◆ Exercise
Using the data that follows, return exactly the lines from the one that contains "ridge in the image above." through the one that contains "bank in the image above.", ends included.
Data shown below:
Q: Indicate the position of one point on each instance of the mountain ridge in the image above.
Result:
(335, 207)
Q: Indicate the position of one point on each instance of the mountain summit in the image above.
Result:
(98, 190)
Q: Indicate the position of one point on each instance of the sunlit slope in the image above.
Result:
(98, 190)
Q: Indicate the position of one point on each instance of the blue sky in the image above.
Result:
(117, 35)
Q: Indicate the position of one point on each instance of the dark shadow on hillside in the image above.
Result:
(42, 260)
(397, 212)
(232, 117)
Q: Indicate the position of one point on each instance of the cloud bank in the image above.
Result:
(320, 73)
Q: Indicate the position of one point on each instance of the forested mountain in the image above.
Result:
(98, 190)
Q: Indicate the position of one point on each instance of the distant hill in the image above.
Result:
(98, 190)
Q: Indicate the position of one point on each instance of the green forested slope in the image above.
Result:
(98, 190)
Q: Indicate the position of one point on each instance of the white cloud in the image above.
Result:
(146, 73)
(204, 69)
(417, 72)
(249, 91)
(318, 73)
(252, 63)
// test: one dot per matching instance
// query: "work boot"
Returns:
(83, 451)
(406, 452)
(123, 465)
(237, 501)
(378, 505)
End of Data shown.
Data shown below:
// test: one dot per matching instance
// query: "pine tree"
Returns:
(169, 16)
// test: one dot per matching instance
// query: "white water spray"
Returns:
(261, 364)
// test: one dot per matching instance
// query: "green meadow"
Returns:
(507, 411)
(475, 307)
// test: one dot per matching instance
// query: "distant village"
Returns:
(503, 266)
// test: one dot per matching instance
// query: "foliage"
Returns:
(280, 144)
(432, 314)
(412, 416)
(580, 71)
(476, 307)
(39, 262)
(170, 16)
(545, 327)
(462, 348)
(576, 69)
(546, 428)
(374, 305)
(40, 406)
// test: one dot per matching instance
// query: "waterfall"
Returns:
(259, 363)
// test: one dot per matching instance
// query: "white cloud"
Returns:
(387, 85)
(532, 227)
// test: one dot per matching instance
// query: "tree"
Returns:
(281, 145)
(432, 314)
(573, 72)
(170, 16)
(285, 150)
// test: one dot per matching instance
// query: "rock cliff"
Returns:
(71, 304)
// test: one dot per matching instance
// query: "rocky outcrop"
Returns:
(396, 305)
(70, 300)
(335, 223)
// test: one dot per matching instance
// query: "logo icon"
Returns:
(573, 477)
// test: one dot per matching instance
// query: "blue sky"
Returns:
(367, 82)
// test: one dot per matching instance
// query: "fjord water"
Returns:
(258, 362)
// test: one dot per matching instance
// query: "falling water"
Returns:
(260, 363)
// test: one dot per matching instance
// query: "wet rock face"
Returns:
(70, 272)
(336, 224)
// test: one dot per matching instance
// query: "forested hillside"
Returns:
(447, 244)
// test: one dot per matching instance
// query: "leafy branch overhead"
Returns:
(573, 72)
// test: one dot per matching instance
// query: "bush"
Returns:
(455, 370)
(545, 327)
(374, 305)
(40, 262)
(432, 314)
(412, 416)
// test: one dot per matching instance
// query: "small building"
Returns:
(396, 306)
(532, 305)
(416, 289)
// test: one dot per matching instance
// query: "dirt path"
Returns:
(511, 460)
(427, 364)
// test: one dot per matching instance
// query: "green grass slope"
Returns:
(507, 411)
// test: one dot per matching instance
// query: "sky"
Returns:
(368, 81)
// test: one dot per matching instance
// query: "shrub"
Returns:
End of Data shown.
◆ Written response
Q: Indicate the position of one point on each instance of the mountain ridge in the image above.
Result:
(335, 207)
Q: Indicate the position of one point on each instance of the mountain summit in the image above.
Result:
(98, 190)
Q: Indicate the position of one point on each instance of the sunlit slope in the image above.
Result:
(98, 190)
Q: Indicate the position of one point on each instance of the blue sky in the image above.
Result:
(117, 35)
Q: Indicate the position of one point on each instance of the dark shadow on hillside in the image above.
Result:
(42, 260)
(397, 212)
(232, 117)
Q: Indicate the position of one point on each instance of the cloud bank in the image above.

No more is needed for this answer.